═══ Excerpt ═══

Apache Sqoop is a tool used for transferring data between Apache Hadoop clusters and relational databases.
Sqoop was originally developed by Cloudera. The name 'Sqoop' is a short form for 'SQL-to-Hadoop'.
Sqoop can import full or partial tables from a SQL database into HDFS in a variety of formats. Sqoop can also export data from HDFS to a SQL database.
Apache Sqoop uses Hadoop MapReduce to import data from SQL database to HDFS.
Sqoop orchestrates the following three tasks to import data from a SQL database to HDFS.
1. Examines the table details and identifies the number of records that will be imported.
2. Creates and submits MapReduce jobs to Hadoop cluster.
3. Fetch records from the SQL database and mports this data to HDFS.
Apache Sqoop is a command-line utility that has various commands to import data, export data, list data etc. These commands are called tools in Sqoop. Following is the basic command-line syntax for using Apache Scoop.
$ sqoop tool-name [tool-options]
Hadoop follows the following process to import data from a relational database to HDFS.
1. Sqoop examines the relational database table from which the data has to be imported, and if possible determines the primary key.
2. Sqoop runs a boundary query on the table to determine how many data records will be imported.
3. Sqoop divides the number of records by the number of mappers, and uses this to configure the mapper tasks such that the load is distributed equally among the mappers.
You connect to a relational database with Sqoop using the '--connect' command. For example, below code connects to a mysql database.
$ sqoop --connect jdbc:mysql://myhostname/interviewgrid
--username myusername --password mypassword
You can import the data from a relational database into a specific directory using the option '--warehouse-dir.
$ sqoop import-all-tables
--connect jdbc:mysql://myhostname/interviewgrid
--username myusername --password mypassword
--warehouse-dir /interviewgrid
You can import the data from a single table using the tool or command 'import --table'. You can use the option '--warehouse-dir' to import the data into 'customerdata' HDFS directory.

═══ Entries shown ═══

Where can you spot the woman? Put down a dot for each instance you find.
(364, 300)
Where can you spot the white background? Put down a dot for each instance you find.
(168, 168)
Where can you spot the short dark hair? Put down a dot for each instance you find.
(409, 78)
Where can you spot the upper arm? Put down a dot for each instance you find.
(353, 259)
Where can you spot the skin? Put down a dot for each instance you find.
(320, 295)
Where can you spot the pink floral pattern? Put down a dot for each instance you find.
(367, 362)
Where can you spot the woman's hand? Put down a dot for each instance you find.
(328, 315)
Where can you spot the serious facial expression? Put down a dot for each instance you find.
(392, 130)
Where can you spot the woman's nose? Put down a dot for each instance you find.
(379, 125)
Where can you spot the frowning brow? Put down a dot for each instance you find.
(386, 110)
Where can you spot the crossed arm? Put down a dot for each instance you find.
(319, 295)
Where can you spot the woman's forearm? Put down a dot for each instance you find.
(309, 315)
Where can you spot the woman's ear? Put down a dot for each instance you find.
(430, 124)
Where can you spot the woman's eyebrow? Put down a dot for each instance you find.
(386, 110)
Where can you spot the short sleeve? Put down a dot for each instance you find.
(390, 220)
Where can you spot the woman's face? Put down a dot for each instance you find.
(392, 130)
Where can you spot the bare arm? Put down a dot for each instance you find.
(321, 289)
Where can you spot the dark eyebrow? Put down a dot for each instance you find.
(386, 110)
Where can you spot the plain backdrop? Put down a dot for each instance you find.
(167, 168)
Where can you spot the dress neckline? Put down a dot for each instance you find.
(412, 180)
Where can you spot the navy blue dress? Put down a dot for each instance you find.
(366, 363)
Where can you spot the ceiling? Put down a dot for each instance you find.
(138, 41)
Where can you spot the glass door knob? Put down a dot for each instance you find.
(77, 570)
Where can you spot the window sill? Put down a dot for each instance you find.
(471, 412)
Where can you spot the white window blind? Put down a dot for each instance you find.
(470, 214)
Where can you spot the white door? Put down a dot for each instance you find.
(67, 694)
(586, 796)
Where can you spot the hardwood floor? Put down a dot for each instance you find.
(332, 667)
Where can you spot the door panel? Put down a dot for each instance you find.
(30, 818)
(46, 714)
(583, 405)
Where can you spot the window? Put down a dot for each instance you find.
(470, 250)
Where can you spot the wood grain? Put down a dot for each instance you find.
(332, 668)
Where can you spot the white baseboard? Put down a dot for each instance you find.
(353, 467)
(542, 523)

═══

What you are asked to do:
According to the Sqoop page, what is the name "Sqoop" short for? Rely only on the Sqoop page, not the listing.

Completed exercise:
SQL-to-Hadoop